Supplied text:
★ ★ ★ ★ ★ ★ ★

Ubiquity, privacy and ethics

The high profile of this technology right now is due to the massively improved accuracy of facial biometrics, combined with the ubiquity of cameras, images and surveillance potential. As you’d expect, there’s serious concern about protecting people’s privacy. People want to be sure that biometrics and artificial intelligence are used ethically.

SITA has worked in the field of biometrics in the air transport industry for over 20 years. So we’re more than convinced that this is the future for security at airports. But as the industry accelerates its adoption of biometrics, it’s imperative we understand the technology, the associated processes that form a critical part of a solution, and all the necessary privacy protections to ensure appropriate use.   

Biometrics in travel

The types of biometrics are many, too many to go through here. But for border and international travel purposes, the three main biometrics used are facial, fingerprint and iris. These are each catered for in an ICAO compliant passport or travel document.

So which to choose?

★ ★ ★ ★ ★ ★ ★

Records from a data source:

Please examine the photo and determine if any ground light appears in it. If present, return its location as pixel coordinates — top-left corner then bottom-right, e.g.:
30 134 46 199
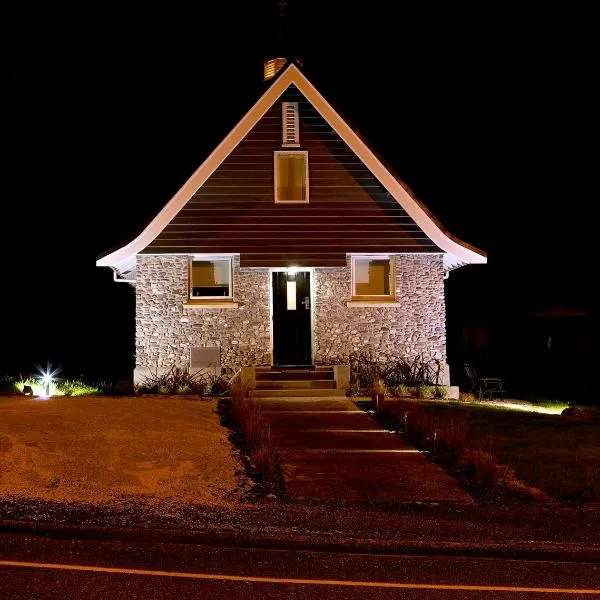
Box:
38 363 60 399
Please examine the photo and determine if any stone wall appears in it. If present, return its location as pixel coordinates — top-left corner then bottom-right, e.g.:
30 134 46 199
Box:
134 254 446 381
314 254 446 378
134 256 271 381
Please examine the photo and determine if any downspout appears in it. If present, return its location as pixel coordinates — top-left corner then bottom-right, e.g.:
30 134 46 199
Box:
111 267 135 285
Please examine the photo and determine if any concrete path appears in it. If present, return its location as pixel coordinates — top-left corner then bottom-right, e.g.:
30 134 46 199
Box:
255 397 471 503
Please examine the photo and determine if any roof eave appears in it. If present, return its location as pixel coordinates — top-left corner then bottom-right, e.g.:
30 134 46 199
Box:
96 62 487 271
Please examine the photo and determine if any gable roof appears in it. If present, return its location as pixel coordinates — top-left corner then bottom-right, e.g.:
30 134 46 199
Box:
96 62 487 277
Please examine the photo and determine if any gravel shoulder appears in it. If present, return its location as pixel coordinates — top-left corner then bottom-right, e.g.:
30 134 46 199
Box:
0 396 247 506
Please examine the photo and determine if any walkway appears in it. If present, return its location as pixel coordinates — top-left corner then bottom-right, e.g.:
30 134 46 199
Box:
255 397 471 503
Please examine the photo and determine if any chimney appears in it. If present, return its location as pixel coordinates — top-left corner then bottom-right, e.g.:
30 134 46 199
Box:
264 58 287 81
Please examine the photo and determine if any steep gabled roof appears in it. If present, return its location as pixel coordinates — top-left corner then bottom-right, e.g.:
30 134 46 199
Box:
96 62 487 277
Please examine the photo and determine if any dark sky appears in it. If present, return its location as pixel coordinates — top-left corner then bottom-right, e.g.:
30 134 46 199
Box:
0 0 598 376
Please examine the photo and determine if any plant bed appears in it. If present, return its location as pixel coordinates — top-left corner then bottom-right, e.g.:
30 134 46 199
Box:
217 386 284 497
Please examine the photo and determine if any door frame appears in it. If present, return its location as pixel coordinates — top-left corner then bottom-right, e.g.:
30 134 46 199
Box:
269 267 315 367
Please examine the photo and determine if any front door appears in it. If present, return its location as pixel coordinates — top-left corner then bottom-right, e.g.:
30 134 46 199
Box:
272 271 312 367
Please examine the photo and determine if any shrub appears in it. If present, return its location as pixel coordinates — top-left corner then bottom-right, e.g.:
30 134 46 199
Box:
394 384 414 398
346 349 442 390
435 385 448 400
419 385 435 400
136 366 207 396
229 381 281 487
346 381 361 396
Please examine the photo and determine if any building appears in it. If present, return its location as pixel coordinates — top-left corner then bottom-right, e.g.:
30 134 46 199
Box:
97 59 486 383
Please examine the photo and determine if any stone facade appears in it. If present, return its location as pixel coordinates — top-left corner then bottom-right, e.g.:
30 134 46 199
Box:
134 254 447 381
134 256 271 381
314 254 446 363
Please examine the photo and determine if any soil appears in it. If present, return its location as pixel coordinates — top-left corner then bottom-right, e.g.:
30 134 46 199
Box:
0 396 247 506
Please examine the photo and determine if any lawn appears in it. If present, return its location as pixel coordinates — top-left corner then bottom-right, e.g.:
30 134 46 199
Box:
380 401 600 502
0 396 243 506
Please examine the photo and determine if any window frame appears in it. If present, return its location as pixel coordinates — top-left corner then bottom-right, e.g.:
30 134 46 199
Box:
188 254 233 302
350 254 396 302
273 150 310 204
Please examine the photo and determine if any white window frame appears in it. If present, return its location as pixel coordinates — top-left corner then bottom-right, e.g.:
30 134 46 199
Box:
350 254 396 301
188 254 233 302
273 150 309 204
281 102 300 148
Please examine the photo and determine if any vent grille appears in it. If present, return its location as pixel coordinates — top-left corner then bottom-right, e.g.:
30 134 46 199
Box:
190 346 221 371
281 102 300 147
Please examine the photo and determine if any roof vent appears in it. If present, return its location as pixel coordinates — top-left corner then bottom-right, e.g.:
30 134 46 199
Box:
264 58 287 81
281 102 300 146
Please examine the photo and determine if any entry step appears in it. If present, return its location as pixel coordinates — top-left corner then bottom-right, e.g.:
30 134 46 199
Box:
250 387 343 398
256 377 335 390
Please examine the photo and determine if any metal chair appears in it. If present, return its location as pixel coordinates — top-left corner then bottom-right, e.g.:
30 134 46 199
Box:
465 363 504 400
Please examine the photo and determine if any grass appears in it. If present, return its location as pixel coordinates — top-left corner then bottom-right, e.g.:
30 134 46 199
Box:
12 377 101 396
387 400 600 503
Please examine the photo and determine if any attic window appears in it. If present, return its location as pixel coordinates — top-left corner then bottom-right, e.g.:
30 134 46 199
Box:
281 102 300 147
275 150 308 204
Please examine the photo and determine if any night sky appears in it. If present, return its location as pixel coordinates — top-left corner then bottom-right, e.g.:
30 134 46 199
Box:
0 0 599 378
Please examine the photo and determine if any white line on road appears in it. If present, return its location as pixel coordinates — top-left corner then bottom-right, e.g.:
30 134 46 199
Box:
302 448 421 454
0 560 600 596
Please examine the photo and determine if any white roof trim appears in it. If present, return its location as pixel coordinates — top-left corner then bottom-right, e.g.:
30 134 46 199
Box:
96 63 487 268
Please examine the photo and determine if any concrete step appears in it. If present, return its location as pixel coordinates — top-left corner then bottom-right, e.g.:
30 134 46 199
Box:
256 371 333 381
256 379 335 390
250 388 343 398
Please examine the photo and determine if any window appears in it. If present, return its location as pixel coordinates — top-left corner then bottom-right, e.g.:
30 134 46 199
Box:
352 256 395 300
275 150 308 202
281 102 300 146
190 258 232 299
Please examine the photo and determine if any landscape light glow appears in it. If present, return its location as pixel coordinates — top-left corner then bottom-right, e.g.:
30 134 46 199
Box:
38 363 60 398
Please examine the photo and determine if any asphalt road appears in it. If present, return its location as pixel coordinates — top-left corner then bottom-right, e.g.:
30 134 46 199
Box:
0 535 600 600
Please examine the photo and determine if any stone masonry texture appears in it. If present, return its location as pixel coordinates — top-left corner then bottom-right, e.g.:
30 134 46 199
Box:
136 254 446 379
314 254 446 363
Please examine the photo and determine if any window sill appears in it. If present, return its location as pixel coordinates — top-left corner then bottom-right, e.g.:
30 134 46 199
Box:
344 298 401 308
183 300 240 308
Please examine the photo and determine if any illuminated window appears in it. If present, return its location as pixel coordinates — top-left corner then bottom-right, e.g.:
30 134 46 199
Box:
352 256 394 299
275 150 308 202
190 258 232 299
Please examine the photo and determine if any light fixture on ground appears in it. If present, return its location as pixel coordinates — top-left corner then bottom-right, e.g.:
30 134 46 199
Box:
38 363 60 398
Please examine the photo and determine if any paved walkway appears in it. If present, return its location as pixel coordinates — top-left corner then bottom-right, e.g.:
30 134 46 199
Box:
255 397 471 503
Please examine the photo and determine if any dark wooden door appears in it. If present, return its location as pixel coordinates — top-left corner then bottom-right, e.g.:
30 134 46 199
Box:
273 271 312 366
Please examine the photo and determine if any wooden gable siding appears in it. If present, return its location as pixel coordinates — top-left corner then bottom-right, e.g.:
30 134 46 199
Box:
142 86 442 267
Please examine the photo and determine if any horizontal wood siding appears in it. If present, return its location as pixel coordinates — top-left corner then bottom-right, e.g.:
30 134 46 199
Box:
142 86 442 267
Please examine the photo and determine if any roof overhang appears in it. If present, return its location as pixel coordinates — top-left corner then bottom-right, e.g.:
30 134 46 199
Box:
96 62 487 279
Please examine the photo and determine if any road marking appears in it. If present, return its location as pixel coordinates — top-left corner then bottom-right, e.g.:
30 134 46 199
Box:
261 410 367 416
300 429 394 433
0 560 600 596
302 448 421 454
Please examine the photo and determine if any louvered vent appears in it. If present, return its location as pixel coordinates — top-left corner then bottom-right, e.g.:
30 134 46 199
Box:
281 102 300 147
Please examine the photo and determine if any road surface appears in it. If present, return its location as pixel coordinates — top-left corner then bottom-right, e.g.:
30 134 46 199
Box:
0 535 600 600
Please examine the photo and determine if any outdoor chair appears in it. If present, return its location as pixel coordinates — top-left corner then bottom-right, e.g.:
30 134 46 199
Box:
465 363 504 400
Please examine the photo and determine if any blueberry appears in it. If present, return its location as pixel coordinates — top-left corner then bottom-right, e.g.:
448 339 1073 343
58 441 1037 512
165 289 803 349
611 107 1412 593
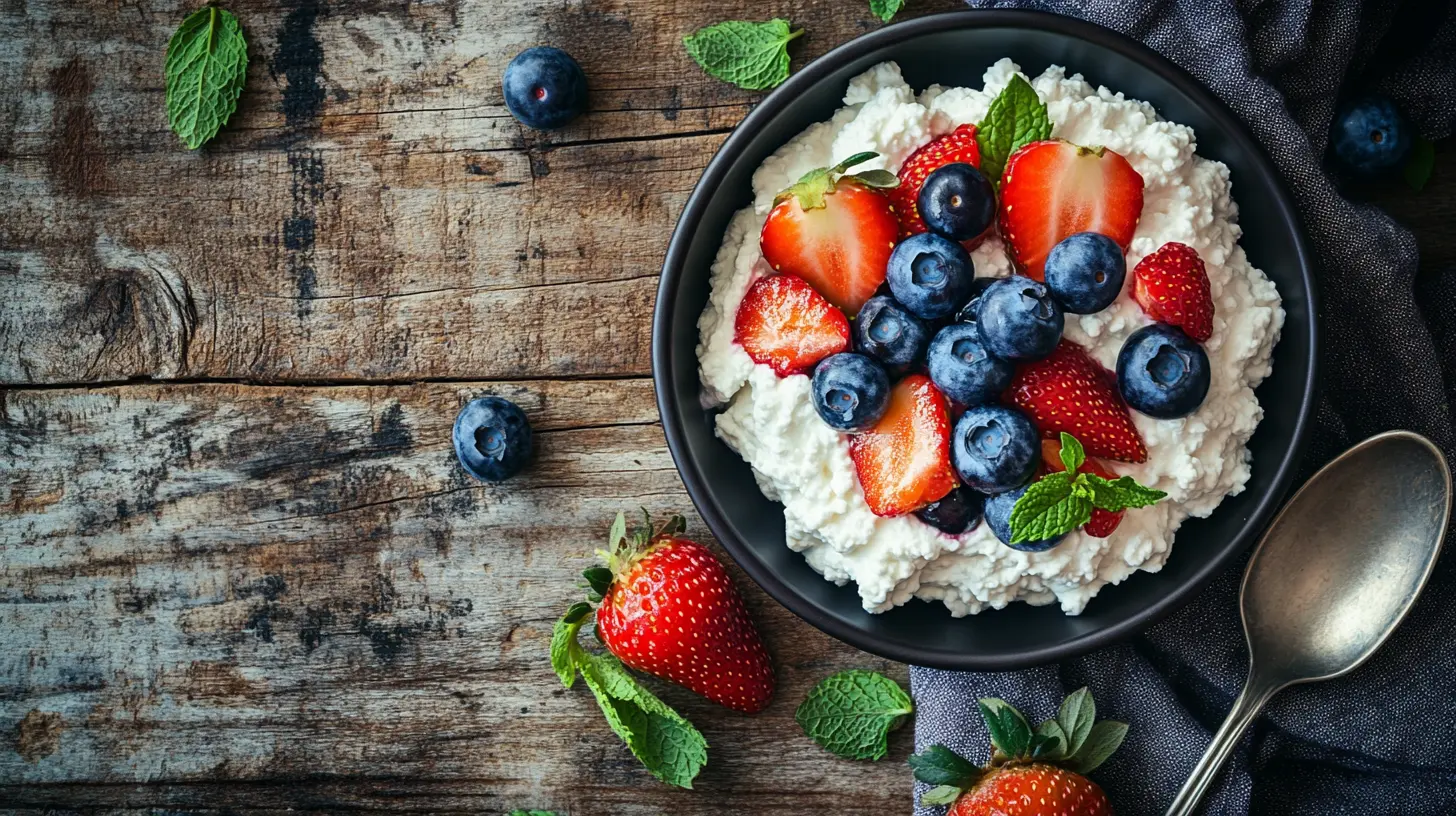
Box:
986 482 1067 552
885 232 976 321
812 351 890 431
1329 96 1411 176
855 294 930 372
501 45 587 130
914 487 986 535
916 162 996 240
1117 323 1210 420
951 405 1041 493
451 396 531 482
976 275 1064 360
926 323 1016 405
1045 232 1127 315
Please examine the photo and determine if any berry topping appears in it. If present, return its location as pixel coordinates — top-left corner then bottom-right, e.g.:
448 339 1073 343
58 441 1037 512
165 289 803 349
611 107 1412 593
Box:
501 45 587 130
1000 140 1143 280
1117 323 1210 420
451 396 531 482
914 487 986 535
1006 340 1147 462
890 125 981 236
1133 240 1213 342
951 405 1041 494
1045 232 1127 315
812 351 890 431
855 294 930 372
849 374 955 516
887 232 976 321
926 323 1016 405
759 153 900 315
734 275 849 377
976 275 1064 360
916 162 996 240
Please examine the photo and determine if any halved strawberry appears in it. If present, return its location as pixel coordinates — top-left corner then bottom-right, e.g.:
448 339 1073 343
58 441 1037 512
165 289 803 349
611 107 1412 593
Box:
759 153 900 315
734 275 849 377
1000 140 1143 280
885 125 994 238
1041 439 1124 538
849 374 955 516
1006 340 1147 462
1133 240 1213 342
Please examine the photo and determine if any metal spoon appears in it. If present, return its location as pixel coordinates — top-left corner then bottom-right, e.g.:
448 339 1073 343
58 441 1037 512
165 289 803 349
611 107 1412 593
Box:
1168 431 1452 816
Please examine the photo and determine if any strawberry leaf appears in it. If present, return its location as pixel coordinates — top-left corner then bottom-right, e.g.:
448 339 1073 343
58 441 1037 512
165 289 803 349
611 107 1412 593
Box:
794 670 914 759
909 745 983 790
1057 686 1096 756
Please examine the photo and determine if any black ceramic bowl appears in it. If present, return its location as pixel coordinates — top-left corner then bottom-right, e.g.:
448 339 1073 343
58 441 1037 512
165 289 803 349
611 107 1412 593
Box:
652 10 1316 670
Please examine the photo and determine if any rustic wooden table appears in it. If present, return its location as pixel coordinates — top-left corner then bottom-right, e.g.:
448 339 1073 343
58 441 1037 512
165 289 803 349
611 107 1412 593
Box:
0 0 1456 815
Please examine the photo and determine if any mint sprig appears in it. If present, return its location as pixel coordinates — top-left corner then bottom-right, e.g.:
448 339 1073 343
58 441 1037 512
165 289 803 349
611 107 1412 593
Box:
1009 433 1168 544
683 17 804 90
163 6 248 150
794 669 914 759
976 74 1051 187
550 603 708 788
869 0 906 23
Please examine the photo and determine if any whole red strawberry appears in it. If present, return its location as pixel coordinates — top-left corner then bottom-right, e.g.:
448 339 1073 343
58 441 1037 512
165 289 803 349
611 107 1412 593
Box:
587 511 773 714
910 688 1127 816
1006 340 1147 462
1133 240 1213 342
885 125 981 243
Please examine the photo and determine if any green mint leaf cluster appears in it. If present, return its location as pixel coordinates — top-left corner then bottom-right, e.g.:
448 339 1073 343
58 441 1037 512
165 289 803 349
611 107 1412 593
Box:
976 74 1051 187
165 6 248 150
1009 433 1168 544
794 670 914 759
683 19 804 90
869 0 906 23
550 603 708 788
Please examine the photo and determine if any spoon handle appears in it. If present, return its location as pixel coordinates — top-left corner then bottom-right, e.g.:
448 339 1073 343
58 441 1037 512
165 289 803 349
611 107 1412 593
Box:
1168 672 1281 816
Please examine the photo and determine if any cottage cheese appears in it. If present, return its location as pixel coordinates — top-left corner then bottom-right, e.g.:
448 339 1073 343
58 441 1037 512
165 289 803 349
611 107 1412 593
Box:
697 60 1284 616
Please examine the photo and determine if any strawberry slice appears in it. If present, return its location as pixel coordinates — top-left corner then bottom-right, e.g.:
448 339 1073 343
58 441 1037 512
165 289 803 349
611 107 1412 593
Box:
849 374 955 516
1133 240 1213 342
759 153 900 315
1041 439 1124 538
734 275 849 377
1006 340 1147 462
885 125 981 237
1000 140 1143 280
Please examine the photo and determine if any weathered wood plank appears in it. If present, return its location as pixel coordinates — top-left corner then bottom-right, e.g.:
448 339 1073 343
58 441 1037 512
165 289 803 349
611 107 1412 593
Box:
0 379 909 813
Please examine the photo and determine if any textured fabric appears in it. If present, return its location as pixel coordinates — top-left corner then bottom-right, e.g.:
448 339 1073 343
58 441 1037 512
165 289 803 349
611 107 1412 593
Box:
911 0 1456 816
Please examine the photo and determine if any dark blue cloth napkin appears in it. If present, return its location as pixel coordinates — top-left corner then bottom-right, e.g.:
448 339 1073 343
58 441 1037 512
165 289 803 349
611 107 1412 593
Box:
911 0 1456 816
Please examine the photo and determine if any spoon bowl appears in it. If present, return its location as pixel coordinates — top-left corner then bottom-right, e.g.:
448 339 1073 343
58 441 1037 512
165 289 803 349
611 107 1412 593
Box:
1168 431 1452 816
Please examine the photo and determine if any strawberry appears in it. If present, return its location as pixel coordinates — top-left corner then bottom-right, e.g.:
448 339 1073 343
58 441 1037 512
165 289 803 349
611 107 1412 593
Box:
585 511 773 714
1133 240 1213 342
1041 439 1124 538
734 275 849 377
759 153 900 315
1006 340 1147 462
910 688 1127 816
1000 140 1143 280
885 125 981 238
849 374 955 516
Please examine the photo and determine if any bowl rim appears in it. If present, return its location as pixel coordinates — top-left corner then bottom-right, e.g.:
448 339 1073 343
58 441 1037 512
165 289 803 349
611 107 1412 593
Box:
651 9 1321 670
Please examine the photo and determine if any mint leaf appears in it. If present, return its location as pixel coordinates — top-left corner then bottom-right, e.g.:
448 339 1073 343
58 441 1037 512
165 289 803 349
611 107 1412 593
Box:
163 6 248 150
869 0 906 23
794 670 914 759
976 74 1051 185
683 19 804 90
1077 474 1168 513
1057 686 1096 756
1401 136 1436 192
1067 720 1127 774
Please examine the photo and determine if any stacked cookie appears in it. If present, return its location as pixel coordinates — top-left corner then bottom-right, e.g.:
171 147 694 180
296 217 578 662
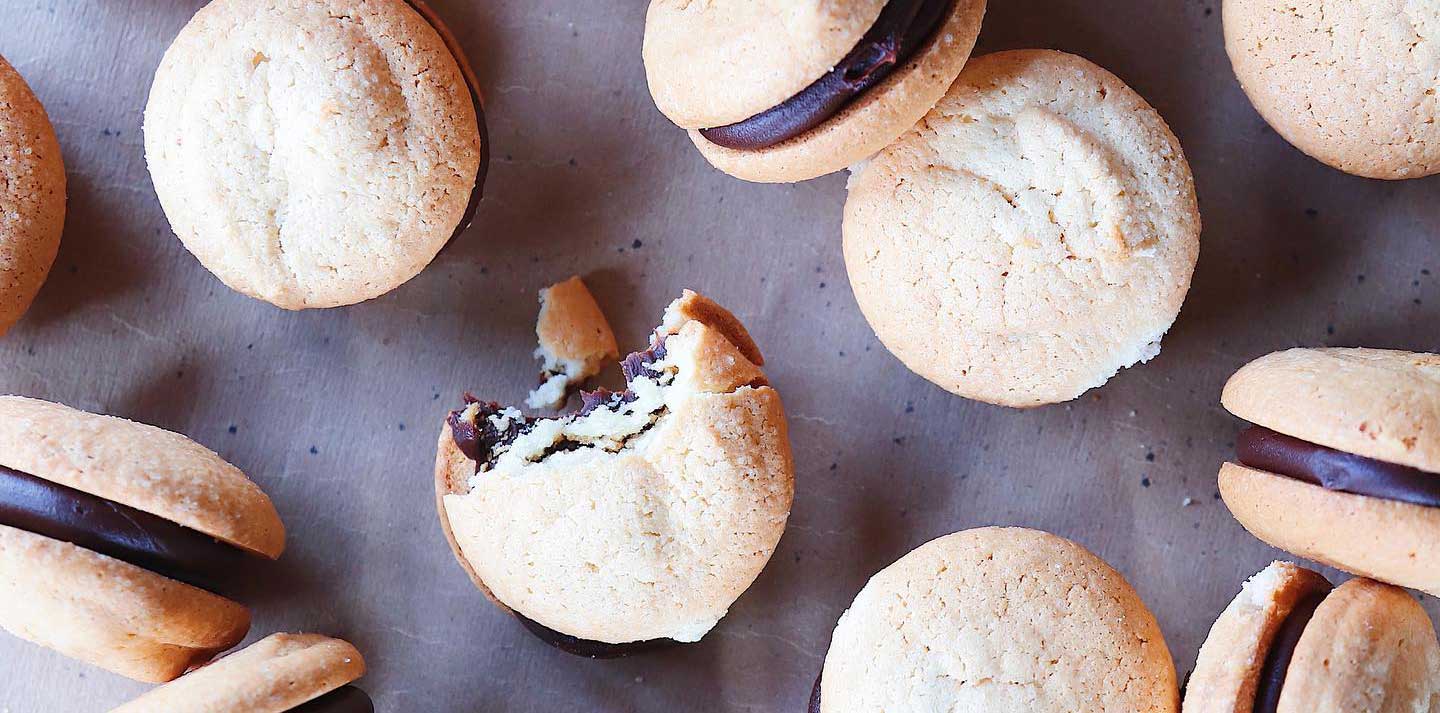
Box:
644 0 1200 408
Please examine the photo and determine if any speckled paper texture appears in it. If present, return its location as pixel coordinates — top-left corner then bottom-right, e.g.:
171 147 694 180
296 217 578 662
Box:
0 0 1440 713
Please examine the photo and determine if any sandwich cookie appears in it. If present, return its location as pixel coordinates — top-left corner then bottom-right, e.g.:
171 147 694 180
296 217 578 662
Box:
1220 349 1440 596
145 0 485 310
0 52 65 336
1223 0 1440 179
1184 562 1440 713
435 291 795 657
644 0 985 183
0 396 285 683
844 50 1200 408
111 634 374 713
526 275 621 409
811 527 1179 713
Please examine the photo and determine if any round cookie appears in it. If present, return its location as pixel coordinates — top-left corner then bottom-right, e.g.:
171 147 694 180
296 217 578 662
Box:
1223 0 1440 179
1220 349 1440 595
111 634 374 713
145 0 482 310
844 50 1200 408
644 0 985 183
0 396 285 681
812 527 1179 713
435 291 795 657
1184 562 1440 713
0 58 65 336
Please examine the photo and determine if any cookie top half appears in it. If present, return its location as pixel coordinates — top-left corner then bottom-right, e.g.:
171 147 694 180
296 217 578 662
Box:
1223 0 1440 179
0 52 65 334
819 527 1179 713
436 292 795 644
145 0 481 310
644 0 887 128
844 50 1201 406
1221 349 1440 472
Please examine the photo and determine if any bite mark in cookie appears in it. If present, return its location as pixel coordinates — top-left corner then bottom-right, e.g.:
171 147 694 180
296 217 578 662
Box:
436 292 793 657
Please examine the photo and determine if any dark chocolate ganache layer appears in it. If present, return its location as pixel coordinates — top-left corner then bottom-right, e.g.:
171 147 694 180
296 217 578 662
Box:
1236 426 1440 507
289 686 374 713
1254 589 1331 713
446 338 665 472
514 612 684 658
700 0 955 151
0 465 251 588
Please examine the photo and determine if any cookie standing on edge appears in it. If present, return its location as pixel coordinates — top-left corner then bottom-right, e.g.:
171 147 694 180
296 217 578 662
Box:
0 396 285 683
644 0 985 183
1221 0 1440 179
145 0 485 310
1184 562 1440 713
844 50 1200 408
1220 349 1440 596
111 634 374 713
811 527 1179 713
435 291 795 657
0 52 65 336
526 275 621 409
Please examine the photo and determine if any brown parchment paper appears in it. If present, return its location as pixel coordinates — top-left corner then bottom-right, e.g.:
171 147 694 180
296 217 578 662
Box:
0 0 1440 713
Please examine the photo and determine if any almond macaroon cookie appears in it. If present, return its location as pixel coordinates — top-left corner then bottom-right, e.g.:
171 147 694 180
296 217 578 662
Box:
1220 349 1440 596
145 0 485 310
844 50 1200 406
1223 0 1440 179
644 0 985 183
435 291 795 657
1184 562 1440 713
0 58 65 336
111 634 374 713
0 396 285 683
809 527 1179 713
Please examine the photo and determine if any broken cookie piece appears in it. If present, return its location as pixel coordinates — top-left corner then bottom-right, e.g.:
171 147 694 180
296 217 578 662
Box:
435 291 795 657
526 275 621 409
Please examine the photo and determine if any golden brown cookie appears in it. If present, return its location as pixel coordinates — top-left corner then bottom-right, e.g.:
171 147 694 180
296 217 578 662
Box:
1220 349 1440 593
644 0 985 183
811 527 1179 713
1223 0 1440 179
111 634 374 713
526 275 621 409
435 292 793 655
1184 562 1440 713
0 396 285 681
145 0 484 310
0 52 65 334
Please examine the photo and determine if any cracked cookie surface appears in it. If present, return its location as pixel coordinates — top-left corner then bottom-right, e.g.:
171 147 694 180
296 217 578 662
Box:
145 0 481 310
844 50 1200 406
819 527 1179 713
1223 0 1440 179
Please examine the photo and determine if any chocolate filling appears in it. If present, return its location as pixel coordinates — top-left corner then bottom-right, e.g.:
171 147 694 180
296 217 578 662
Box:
514 612 683 658
700 0 953 151
1253 589 1331 713
289 686 374 713
0 465 249 588
446 338 665 472
446 337 681 658
1236 426 1440 507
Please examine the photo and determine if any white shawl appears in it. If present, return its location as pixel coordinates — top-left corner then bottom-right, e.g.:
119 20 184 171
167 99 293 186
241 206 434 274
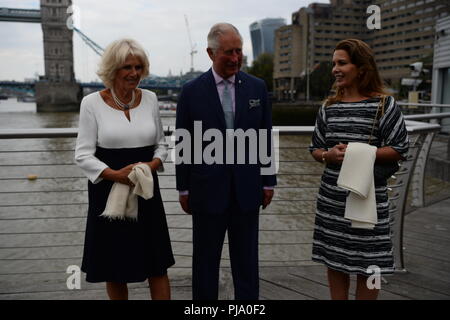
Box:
101 163 153 220
337 142 378 229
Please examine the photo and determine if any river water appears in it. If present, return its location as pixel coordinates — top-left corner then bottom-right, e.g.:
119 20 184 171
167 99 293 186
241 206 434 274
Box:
0 98 175 129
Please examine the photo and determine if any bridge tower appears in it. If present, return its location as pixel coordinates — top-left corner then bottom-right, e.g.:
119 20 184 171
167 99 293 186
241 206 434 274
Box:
35 0 82 112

★ ★ ★ ★ ★ ★ ★

Work instructions:
1. In the passage on airport biometrics, which three biometrics are the main ones used for border and international travel?
2. Write a continuation of the passage on airport biometrics, starting after its final line.

Task results:
1. Facial, fingerprint and iris.

2.
All have different strengths and weaknesses for travel and border scenarios. Facial is the only mandatory biometric in an ePassport. It’s usually the only biometric made readily available through the security features of the chip. Matching a verified facial biometric, for instance in the chip of an ePassport, with a live image is also very quick, accurate, and unobtrusive for the traveler.

Iris is the most accurate, but it’s typically more difficult to capture. On top of that, fewer databases exist at a national and international level to check iris records against.

Fingerprints provide great accuracy. They offer a link to law enforcement data for border protection purposes. But this law enforcement connotation creates concerns over data usage and the perceived link to criminality. Most fingerprint enrolment systems, such as entry into the United States, demand recording 10 prints – a time consuming process that typically requires formal supervision.

Select your own threshold based on risk

It’s a mistake to think that biometric matching is a simple “yes / no” situation. Biometrics are a probabilistic and highly configurable technology. Typically, biometrics use a configurable threshold to decide if someone is a ‘match’ or ‘no-match’ in the context of a specific threshold score – for instance “99% sure this is a match”.

Any biometric solution must have the capability to flex these matching thresholds to reflect different needs, demands and risks. When matching biometric data:

  • You need to statistically manage the possibility that you’ll reject a matching record for the same person (the False Reject Rate or FRR).
  • You must also consider the possibility you’ll accept a biometric match that isn’t the same person (the False Accept Rate or FAR).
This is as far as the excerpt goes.